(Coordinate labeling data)

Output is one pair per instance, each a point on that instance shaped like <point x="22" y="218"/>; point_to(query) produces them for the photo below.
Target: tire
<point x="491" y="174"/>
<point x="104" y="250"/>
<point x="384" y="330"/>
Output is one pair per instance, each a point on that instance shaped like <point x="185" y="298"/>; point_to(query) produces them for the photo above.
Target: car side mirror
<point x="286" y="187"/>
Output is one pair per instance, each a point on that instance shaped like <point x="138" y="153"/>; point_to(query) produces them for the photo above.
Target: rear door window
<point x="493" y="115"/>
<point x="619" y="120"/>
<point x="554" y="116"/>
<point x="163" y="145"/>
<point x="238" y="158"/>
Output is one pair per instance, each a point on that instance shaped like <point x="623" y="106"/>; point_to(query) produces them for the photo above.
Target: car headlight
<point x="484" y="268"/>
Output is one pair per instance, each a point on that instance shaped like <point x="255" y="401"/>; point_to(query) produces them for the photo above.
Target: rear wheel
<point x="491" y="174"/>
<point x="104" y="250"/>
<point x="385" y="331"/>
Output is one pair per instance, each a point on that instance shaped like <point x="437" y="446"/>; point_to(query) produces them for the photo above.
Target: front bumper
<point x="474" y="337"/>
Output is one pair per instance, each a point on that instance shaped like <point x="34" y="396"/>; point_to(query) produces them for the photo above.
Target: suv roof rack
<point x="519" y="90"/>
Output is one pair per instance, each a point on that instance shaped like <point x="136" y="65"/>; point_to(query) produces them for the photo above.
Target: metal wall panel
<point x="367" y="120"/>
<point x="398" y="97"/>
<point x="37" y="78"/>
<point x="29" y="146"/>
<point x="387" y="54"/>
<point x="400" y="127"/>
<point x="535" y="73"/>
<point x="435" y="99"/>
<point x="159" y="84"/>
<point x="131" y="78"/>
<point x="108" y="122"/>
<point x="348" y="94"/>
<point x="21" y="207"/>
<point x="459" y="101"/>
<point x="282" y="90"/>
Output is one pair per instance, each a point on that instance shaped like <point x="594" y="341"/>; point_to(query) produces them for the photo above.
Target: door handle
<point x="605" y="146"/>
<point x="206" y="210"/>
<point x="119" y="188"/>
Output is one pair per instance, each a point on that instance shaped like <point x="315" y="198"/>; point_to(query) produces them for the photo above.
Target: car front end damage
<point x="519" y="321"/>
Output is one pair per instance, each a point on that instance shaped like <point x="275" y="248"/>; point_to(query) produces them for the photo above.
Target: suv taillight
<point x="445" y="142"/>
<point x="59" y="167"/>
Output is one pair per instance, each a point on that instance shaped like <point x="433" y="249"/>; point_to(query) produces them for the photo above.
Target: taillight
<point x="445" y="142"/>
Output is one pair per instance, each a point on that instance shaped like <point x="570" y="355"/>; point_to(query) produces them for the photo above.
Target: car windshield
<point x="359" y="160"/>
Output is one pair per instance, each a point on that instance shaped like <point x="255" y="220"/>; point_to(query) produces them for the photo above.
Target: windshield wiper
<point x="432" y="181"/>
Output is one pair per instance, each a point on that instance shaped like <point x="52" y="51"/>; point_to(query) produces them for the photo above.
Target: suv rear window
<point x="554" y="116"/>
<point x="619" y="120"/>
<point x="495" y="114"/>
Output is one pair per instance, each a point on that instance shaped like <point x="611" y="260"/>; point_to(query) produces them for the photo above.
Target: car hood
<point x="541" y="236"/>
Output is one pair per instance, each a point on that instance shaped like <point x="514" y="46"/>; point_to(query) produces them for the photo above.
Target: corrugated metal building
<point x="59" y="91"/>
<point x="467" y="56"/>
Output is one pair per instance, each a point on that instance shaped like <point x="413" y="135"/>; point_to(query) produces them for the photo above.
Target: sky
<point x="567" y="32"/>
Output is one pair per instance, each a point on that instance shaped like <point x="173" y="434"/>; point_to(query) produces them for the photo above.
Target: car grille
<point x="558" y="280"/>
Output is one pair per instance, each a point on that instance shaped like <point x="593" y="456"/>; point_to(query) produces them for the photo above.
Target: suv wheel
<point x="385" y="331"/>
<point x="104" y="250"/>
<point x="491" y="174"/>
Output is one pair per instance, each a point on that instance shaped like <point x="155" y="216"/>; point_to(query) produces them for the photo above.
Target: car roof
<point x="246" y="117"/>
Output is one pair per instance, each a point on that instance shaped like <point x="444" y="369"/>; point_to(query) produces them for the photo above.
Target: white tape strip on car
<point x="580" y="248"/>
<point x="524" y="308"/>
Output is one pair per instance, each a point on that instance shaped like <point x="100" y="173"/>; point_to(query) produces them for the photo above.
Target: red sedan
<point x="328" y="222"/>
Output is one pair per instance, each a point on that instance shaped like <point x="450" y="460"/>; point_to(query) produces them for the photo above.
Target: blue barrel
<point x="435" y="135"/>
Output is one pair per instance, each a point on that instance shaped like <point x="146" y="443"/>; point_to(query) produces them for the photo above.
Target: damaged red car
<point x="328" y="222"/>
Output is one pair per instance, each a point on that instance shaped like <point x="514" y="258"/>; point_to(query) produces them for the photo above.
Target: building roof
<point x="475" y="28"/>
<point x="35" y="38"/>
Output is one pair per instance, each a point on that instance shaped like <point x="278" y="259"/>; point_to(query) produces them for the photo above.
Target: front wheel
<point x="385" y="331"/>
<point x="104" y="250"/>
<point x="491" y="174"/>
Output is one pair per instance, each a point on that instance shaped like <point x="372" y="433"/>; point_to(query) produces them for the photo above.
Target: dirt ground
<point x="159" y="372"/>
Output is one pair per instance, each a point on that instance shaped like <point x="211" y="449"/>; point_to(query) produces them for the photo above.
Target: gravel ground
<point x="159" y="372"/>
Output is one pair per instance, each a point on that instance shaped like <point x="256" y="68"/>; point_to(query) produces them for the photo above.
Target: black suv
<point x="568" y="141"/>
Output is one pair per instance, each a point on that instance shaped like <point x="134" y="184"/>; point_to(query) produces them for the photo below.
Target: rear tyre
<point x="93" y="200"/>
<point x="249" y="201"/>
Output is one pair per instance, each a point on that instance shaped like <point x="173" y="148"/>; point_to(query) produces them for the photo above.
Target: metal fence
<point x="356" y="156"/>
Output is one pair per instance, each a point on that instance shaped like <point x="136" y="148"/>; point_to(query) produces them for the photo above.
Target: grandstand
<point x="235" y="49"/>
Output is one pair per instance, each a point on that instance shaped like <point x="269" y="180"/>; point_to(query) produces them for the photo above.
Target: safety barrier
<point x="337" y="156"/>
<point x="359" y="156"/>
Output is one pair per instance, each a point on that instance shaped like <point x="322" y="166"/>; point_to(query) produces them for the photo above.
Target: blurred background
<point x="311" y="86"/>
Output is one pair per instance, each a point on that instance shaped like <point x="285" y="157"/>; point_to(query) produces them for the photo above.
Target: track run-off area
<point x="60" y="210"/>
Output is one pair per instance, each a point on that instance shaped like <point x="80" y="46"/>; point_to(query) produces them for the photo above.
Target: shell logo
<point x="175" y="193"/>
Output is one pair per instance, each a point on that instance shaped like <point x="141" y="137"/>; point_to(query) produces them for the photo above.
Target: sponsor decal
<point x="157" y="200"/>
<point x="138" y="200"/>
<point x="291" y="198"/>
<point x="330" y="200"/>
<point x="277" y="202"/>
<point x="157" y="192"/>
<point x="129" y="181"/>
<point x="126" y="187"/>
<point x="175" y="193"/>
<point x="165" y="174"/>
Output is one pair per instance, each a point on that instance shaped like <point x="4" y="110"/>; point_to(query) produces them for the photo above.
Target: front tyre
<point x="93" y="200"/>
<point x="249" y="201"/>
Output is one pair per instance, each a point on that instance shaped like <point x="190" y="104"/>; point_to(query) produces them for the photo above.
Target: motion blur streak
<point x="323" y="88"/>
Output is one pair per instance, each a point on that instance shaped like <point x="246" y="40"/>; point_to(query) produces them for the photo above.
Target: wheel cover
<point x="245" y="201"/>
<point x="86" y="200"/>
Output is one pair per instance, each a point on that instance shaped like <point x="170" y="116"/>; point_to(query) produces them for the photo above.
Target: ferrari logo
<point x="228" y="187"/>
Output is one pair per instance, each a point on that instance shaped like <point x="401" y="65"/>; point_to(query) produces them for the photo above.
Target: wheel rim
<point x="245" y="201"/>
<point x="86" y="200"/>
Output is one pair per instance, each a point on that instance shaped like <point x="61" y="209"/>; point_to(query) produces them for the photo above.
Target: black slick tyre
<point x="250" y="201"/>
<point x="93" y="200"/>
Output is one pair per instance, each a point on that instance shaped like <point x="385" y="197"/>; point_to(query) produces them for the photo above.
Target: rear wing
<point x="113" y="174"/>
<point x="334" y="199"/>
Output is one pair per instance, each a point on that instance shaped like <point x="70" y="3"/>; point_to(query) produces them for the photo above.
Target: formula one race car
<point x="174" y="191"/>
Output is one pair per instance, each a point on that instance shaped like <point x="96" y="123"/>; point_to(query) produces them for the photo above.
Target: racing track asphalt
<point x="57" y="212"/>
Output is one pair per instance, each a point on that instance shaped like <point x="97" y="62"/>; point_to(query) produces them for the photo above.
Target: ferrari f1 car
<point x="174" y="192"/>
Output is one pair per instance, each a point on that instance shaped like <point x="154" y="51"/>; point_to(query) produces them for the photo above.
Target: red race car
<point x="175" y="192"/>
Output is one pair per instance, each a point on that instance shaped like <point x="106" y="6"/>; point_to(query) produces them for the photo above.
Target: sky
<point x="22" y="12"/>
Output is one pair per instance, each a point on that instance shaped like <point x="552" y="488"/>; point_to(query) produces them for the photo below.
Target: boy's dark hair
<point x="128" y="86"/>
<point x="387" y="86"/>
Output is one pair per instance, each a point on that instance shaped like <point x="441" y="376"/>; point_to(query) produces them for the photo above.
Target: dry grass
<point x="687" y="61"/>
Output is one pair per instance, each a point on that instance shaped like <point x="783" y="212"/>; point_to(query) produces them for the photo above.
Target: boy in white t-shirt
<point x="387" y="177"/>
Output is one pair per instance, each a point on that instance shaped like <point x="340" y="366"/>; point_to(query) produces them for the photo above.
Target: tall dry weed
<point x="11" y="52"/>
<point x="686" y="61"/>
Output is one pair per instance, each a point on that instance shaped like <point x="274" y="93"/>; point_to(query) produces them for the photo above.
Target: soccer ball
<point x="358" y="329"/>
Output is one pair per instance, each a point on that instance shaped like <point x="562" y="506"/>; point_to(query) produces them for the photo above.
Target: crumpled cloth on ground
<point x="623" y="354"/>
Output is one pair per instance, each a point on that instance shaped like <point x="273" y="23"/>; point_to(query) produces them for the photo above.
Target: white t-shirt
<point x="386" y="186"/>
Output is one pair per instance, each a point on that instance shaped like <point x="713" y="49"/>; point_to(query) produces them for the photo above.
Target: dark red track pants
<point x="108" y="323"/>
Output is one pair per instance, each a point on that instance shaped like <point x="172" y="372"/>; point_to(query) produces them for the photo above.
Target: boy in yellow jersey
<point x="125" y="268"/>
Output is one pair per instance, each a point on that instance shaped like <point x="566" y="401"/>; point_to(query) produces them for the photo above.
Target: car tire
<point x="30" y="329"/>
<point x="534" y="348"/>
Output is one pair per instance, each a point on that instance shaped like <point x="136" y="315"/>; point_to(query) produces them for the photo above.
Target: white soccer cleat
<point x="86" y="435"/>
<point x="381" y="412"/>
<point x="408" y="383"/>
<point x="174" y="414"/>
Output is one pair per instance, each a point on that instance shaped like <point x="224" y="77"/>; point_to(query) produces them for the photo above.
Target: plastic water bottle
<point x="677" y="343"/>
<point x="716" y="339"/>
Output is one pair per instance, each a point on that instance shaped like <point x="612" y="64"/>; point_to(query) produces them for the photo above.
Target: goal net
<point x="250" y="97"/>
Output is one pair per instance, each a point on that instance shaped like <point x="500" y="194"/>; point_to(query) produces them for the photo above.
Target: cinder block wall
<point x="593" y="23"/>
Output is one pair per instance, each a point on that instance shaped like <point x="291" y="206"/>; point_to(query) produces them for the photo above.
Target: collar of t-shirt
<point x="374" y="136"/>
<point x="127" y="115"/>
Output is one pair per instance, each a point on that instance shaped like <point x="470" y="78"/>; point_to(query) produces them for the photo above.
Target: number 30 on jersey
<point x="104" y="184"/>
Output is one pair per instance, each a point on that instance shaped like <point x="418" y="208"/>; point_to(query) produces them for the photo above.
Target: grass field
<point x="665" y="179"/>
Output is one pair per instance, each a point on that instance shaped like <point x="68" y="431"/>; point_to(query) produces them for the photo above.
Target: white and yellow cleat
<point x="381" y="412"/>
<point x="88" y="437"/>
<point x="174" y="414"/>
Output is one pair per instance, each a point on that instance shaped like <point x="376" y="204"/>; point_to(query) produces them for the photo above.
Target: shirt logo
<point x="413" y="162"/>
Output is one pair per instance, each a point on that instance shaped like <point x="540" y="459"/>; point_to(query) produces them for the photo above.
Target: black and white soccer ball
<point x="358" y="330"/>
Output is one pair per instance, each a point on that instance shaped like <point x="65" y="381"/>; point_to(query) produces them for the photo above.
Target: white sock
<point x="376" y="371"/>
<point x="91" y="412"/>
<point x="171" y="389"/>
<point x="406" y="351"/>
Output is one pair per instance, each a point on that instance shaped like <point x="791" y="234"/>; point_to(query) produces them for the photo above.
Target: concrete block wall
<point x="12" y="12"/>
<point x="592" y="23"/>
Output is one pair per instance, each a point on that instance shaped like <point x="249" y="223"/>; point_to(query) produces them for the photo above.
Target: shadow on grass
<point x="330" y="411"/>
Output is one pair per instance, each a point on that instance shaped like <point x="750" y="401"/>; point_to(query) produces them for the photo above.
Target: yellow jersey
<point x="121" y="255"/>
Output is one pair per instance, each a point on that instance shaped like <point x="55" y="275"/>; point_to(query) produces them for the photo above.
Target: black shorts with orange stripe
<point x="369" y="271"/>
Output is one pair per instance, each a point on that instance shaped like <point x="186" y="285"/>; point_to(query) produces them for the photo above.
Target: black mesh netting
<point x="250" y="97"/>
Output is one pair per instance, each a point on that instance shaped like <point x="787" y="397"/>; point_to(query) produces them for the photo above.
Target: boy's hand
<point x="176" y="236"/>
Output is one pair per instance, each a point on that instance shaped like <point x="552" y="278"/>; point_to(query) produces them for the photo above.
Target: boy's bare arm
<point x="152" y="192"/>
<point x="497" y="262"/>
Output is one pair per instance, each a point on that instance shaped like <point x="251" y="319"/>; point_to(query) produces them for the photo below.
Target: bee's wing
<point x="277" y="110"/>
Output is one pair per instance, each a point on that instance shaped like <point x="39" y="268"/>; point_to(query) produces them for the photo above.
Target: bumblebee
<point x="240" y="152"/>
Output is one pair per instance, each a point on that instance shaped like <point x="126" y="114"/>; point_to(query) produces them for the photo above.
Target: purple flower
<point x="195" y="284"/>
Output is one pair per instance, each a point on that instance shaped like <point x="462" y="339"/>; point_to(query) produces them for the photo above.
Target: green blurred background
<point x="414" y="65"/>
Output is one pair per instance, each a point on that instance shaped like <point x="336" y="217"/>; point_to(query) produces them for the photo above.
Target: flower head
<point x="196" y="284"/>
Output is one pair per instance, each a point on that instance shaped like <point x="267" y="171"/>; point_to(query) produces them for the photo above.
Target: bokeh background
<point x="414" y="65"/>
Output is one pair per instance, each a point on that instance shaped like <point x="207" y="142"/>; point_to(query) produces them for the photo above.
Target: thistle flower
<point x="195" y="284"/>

__Given instruction__
Find every line in the data above that contains the string "door", matching case exactly, and copy each of those lines.

__Task response__
Target: rear door window
Target: door handle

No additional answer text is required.